What you have to do:
If a line in the data holds the string "mask", list it.

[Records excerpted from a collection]
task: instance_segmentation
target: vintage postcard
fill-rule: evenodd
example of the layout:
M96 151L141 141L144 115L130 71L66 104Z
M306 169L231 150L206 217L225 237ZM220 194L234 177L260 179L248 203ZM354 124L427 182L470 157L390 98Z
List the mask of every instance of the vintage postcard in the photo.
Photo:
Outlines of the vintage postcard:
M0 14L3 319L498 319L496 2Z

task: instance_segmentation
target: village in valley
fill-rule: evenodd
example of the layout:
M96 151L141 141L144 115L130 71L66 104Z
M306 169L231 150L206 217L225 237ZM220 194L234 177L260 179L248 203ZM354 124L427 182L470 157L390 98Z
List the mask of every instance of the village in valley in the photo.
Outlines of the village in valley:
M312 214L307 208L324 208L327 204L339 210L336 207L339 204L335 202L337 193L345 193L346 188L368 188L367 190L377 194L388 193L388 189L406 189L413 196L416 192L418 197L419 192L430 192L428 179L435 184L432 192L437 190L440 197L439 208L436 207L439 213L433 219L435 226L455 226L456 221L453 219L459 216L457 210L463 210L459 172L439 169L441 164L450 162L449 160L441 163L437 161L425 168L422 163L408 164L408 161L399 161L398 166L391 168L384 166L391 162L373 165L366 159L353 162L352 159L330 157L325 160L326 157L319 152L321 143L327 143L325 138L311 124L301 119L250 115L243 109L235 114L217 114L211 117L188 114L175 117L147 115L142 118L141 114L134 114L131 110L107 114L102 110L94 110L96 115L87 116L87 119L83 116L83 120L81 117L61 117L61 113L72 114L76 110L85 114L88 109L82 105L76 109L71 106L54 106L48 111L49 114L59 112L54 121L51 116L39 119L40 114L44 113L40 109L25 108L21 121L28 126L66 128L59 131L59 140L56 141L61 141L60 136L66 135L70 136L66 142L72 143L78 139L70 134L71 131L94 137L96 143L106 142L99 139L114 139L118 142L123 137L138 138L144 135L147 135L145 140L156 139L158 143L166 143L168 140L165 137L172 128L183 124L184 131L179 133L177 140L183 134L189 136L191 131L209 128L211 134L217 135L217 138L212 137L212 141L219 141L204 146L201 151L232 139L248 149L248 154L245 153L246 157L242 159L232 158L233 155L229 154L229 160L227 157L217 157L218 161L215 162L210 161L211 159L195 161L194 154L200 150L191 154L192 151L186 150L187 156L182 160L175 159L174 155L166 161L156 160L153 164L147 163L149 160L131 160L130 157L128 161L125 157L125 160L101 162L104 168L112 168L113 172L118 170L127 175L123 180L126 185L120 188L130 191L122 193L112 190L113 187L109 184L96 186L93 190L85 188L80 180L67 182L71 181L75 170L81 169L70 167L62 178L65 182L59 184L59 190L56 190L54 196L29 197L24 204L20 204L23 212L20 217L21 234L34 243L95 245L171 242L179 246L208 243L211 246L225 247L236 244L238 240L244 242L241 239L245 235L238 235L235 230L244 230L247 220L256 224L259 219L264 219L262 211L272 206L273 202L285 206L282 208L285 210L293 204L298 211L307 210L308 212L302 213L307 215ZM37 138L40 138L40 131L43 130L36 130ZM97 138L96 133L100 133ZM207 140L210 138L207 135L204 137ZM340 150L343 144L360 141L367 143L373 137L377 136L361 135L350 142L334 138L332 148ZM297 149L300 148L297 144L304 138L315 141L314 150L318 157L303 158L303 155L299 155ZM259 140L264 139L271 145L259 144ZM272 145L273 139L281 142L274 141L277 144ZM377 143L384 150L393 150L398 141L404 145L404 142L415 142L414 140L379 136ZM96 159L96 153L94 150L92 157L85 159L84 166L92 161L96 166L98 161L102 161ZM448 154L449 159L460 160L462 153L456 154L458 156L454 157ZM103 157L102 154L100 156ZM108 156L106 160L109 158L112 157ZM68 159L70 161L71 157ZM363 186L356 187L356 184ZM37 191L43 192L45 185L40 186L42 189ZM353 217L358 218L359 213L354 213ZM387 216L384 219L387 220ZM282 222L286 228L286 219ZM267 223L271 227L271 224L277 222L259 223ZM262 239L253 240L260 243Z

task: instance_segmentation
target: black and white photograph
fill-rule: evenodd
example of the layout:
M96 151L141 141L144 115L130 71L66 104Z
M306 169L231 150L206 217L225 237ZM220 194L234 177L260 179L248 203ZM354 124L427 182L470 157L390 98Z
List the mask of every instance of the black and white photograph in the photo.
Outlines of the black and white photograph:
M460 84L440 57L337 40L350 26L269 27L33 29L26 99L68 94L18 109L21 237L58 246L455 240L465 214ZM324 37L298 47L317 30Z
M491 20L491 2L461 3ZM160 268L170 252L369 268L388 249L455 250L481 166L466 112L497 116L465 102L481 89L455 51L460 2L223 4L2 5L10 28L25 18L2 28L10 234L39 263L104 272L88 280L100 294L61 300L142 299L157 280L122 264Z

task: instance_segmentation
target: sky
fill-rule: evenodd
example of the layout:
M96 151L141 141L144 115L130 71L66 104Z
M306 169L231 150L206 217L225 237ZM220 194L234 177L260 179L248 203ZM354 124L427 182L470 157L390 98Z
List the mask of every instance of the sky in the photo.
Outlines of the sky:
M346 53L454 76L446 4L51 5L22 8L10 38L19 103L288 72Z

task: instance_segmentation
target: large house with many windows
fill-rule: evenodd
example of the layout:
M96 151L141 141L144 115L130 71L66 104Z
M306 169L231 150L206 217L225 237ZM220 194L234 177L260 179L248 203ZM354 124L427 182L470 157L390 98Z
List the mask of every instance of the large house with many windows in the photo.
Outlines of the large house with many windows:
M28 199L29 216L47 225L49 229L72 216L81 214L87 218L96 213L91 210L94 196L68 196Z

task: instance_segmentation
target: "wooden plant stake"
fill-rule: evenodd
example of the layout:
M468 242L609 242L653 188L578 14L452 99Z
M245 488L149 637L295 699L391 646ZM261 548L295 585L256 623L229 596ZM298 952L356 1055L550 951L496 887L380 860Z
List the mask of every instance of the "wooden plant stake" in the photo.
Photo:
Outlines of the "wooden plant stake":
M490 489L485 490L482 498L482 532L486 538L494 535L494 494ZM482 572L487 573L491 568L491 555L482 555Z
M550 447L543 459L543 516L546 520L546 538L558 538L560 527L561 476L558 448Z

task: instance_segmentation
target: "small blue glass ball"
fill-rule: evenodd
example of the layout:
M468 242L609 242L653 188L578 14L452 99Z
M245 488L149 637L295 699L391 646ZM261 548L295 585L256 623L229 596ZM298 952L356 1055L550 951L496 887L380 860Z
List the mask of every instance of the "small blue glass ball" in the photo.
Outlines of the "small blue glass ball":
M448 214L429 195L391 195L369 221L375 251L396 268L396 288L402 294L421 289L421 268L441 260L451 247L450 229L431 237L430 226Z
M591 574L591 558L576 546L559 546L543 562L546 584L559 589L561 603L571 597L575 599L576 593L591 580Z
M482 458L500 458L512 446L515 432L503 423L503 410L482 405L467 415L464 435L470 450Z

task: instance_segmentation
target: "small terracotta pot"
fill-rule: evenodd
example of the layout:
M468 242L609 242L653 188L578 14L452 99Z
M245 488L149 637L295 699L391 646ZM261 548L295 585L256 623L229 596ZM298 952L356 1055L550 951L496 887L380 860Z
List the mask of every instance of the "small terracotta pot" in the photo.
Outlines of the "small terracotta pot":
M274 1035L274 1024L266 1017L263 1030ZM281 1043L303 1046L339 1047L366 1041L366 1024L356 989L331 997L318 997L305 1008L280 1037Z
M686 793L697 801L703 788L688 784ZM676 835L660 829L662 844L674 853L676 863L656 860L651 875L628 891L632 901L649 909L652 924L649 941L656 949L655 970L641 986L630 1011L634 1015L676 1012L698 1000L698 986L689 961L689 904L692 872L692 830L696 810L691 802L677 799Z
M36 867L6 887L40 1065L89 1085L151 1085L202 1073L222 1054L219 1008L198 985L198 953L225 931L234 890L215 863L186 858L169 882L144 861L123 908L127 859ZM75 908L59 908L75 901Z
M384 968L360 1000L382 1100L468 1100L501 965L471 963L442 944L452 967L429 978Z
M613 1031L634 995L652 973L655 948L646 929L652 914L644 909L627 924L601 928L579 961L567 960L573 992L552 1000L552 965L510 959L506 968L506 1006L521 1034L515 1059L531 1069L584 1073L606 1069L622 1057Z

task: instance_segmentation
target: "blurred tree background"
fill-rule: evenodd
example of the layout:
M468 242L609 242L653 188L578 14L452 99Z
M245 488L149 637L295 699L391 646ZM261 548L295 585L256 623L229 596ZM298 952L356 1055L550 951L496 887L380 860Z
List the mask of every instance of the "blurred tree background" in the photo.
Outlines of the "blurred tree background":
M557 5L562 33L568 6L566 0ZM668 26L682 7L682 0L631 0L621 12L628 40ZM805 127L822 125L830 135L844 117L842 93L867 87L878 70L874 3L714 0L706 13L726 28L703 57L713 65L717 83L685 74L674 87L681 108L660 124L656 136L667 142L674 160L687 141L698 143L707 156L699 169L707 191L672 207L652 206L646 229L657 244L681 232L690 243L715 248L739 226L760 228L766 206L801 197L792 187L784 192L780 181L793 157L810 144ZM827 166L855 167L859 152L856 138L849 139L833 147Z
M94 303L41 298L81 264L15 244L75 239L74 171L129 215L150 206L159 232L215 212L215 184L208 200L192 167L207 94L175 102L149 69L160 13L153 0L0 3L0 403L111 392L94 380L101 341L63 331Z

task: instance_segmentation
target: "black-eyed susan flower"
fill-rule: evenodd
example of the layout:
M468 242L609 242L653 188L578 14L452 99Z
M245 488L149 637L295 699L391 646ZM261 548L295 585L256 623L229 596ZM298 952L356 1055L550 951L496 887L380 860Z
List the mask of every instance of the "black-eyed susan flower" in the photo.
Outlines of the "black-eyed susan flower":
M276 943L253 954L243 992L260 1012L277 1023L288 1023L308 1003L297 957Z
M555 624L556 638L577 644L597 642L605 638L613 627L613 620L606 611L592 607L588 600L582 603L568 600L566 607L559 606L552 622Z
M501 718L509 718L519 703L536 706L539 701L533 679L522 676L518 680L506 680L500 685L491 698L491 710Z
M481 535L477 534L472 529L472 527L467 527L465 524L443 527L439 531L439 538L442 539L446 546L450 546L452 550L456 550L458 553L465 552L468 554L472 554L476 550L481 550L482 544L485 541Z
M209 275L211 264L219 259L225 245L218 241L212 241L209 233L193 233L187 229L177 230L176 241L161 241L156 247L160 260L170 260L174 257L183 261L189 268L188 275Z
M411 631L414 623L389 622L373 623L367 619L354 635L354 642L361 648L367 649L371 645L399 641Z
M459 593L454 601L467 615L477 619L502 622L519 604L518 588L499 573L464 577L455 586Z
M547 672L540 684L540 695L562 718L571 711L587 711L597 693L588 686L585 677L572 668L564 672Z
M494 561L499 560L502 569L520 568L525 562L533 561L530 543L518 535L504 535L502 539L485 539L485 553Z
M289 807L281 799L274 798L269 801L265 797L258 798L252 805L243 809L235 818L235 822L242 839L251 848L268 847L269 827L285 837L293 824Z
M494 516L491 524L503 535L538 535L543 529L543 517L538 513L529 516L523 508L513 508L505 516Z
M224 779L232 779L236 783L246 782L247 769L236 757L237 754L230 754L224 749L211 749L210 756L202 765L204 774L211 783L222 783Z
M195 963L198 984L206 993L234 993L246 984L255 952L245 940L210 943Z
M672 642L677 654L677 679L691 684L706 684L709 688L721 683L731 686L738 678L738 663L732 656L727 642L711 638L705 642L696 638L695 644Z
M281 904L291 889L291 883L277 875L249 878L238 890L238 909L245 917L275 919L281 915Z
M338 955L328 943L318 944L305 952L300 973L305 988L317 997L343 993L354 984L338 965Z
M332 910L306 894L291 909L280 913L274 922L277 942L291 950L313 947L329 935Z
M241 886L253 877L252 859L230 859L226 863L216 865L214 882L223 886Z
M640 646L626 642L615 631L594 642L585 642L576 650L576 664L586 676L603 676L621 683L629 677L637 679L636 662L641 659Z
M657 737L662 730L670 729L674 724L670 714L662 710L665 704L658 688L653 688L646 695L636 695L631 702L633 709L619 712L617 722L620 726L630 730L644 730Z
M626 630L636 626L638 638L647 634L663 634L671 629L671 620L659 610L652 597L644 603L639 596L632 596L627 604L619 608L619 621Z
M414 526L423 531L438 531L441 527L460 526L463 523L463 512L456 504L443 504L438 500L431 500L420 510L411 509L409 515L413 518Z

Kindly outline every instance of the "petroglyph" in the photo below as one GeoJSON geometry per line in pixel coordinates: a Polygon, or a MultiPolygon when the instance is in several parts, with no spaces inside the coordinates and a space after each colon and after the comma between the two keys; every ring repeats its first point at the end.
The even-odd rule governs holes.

Answer space:
List the mask of every instance of the vintage postcard in the photo.
List the mask of every instance of the village in valley in the photo.
List the mask of every instance of the black and white photograph in the photo.
List the mask of every instance of the sky in the photo.
List the mask of every instance of the large house with many windows in the photo.
List the mask of every instance of the "wooden plant stake" in the photo.
List the mask of every instance of the "small blue glass ball" in the photo.
List the mask of every instance of the "small terracotta pot" in the photo.
List the mask of every instance of the "blurred tree background" in the photo.
List the mask of every instance of the "black-eyed susan flower" in the photo.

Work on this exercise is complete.